> [本文]
「成果報酬 営業」に関する裁判例(37)平成26年12月11日 東京地裁 平26(レ)679号 損害賠償請求控訴事件
「成果報酬 営業」に関する裁判例(37)平成26年12月11日 東京地裁 平26(レ)679号 損害賠償請求控訴事件
裁判年月日 平成26年12月11日 裁判所名 東京地裁 裁判区分 判決
事件番号 平26(レ)679号
事件名 損害賠償請求控訴事件
裁判結果 控訴棄却 文献番号 2014WLJPCA12118002
要旨
◆被控訴人と有料職業紹介契約を締結し柔道整復師を紹介するよう依頼した控訴人が、被控訴人は同契約に基づいて柔道整復師法所定の欠格事由の有無を調査、確認し欠格事由のない人材を紹介する義務を怠ったとして損害賠償を求めたところ、原審で請求を棄却されたため控訴した事案において、前科等の欠格事由がある求職者の採用の可否に関しては雇用主である控訴人が第一次的に調査、判断すべき事項といえ、候補人材の欠格事由の有無につき控訴人からの具体的な調査依頼がない本件では被控訴人は候補人材の欠格事由の存否を調査、確認すべき義務を負わず、また、保険請求事務の経験が全くなくともよいという採用条件が示されていたから、仮に保険請求事務が円滑に処理できなかったとしてもそれは被控訴人の債務不履行を意味しないとして、控訴を棄却した事例
裁判経過
第一審 東京簡裁 判決 平25(ハ)30752号
参照条文
民法415条
柔道整復師法4条3号
柔道整復師法8条1項
職業安定法2条1項
職業安定法5条の5
裁判年月日 平成26年12月11日 裁判所名 東京地裁 裁判区分 判決
事件番号 平26(レ)679号
事件名 損害賠償請求控訴事件
裁判結果 控訴棄却 文献番号 2014WLJPCA12118002
東京都中野区〈以下省略〉
控訴人 X
同訴訟代理人弁護士 東海林正樹
東京都渋谷区〈以下省略〉
被控訴人 株式会社Y
同代表者代表取締役 A
主文
1 本件控訴を棄却する。
2 控訴費用は、控訴人の負担とする。
事実及び理由
第1 控訴の趣旨
1 原判決を次のとおり変更する。
2 被控訴人は、控訴人に対し、112万4149円及びこれに対する平成25年5月25日から支払済みまで年6分の割合による金員を支払え。
第2 事案の概要
本件は、被控訴人との間で有料職業紹介契約を締結した控訴人が、被控訴人に対し、上記契約の債務不履行に基づく損害賠償請求として、既払報酬相当額等の損害賠償金合計123万4149円及びこれに対する平成25年5月25日から支払済みまで商事法定利率年6分の割合による遅延損害金の支払を求める事案である。

> [検出例]

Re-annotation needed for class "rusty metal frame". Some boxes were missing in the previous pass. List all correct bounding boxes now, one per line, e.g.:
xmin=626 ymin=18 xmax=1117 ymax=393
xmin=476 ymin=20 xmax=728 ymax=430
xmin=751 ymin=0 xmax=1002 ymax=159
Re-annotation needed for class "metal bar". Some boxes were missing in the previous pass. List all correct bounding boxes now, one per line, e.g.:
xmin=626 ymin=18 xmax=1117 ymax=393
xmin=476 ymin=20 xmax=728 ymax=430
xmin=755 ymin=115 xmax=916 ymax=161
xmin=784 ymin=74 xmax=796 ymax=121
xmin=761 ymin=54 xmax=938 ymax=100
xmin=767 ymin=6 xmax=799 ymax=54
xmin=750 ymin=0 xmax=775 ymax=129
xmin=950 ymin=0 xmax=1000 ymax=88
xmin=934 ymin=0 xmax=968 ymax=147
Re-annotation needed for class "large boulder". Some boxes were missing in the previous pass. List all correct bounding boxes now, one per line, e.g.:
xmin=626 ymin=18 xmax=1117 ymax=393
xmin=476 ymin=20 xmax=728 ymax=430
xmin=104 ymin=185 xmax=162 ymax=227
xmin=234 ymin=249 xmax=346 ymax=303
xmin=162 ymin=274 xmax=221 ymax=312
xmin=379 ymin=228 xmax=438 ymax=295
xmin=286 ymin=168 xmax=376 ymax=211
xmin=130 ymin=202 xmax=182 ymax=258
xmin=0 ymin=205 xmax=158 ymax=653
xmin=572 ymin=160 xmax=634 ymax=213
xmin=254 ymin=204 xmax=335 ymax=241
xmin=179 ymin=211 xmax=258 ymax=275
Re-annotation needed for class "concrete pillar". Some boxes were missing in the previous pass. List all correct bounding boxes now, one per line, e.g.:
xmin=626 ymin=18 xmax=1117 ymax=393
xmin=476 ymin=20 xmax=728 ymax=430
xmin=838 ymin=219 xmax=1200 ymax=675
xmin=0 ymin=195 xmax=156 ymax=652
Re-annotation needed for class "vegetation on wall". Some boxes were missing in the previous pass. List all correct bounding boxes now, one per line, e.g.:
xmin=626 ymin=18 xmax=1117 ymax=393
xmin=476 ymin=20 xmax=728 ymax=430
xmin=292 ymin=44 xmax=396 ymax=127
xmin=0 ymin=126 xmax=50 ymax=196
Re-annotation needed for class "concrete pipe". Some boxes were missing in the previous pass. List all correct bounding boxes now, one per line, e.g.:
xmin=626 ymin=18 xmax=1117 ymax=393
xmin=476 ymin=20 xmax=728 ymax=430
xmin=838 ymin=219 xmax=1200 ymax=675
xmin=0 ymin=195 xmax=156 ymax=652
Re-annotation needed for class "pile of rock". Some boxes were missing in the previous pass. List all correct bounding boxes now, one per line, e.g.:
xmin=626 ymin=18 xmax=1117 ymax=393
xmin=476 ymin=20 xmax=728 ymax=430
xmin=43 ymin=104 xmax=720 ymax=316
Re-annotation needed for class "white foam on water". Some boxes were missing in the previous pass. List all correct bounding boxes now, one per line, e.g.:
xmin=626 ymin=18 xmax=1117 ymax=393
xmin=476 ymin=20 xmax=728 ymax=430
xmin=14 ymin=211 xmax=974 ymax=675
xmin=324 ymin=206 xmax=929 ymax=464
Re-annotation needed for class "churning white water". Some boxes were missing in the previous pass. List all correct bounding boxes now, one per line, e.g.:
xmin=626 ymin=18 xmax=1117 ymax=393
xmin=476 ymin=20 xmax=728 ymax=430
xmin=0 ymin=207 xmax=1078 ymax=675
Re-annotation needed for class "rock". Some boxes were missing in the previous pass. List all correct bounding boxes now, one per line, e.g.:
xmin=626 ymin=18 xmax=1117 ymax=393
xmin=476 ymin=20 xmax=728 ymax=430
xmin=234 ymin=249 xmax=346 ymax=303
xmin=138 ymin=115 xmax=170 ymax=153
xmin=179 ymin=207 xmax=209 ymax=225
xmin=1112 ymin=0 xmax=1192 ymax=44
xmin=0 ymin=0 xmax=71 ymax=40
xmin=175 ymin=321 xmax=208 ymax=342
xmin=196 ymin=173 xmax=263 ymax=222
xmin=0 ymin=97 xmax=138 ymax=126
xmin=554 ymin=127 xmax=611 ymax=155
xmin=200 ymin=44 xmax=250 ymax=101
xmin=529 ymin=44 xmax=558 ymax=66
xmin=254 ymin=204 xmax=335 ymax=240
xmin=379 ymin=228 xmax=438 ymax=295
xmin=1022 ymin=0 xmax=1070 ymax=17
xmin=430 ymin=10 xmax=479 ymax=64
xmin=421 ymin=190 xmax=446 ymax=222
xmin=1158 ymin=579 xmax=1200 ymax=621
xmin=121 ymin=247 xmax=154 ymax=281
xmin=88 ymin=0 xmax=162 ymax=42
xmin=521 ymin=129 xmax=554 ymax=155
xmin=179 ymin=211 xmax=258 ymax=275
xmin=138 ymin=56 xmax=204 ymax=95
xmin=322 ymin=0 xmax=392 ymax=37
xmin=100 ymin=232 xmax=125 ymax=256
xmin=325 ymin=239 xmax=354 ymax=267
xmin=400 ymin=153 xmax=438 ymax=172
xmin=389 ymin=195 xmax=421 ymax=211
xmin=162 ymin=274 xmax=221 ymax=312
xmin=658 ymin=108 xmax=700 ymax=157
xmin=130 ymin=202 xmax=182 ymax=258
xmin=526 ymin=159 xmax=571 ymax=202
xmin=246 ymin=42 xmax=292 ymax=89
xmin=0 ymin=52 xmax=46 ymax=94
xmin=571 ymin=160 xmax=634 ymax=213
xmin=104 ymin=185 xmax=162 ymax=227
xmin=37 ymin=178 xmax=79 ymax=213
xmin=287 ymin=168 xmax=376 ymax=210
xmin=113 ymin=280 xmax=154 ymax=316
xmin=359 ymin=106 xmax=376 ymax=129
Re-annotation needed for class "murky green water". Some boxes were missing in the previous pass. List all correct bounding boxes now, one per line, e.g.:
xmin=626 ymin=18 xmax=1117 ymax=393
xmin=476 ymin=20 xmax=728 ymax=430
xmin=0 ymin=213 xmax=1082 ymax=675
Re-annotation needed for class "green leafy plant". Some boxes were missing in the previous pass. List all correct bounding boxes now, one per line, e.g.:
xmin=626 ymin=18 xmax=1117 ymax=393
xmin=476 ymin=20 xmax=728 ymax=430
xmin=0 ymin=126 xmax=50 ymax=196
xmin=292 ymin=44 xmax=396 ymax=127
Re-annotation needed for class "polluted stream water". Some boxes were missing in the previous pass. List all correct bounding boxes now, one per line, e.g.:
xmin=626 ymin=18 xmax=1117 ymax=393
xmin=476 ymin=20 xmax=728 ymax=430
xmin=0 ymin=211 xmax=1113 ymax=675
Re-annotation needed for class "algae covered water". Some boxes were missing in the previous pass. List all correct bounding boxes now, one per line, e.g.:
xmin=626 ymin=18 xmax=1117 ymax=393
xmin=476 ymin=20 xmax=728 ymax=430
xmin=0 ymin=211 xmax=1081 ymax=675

> [問題文] 本文の「2 被控訴人は、控訴人に対し」から「金の支払を求める事案である。」までを、両端の語句も含めて一字も変えずに書き写しなさい。 上のエントリは、解答には用いない。

> [解答]
2 被控訴人は、控訴人に対し、112万4149円及びこれに対する平成25年5月25日から支払済みまで年6分の割合による金員を支払え。
第2 事案の概要
本件は、被控訴人との間で有料職業紹介契約を締結した控訴人が、被控訴人に対し、上記契約の債務不履行に基づく損害賠償請求として、既払報酬相当額等の損害賠償金合計123万4149円及びこれに対する平成25年5月25日から支払済みまで商事法定利率年6分の割合による遅延損害金の支払を求める事案である。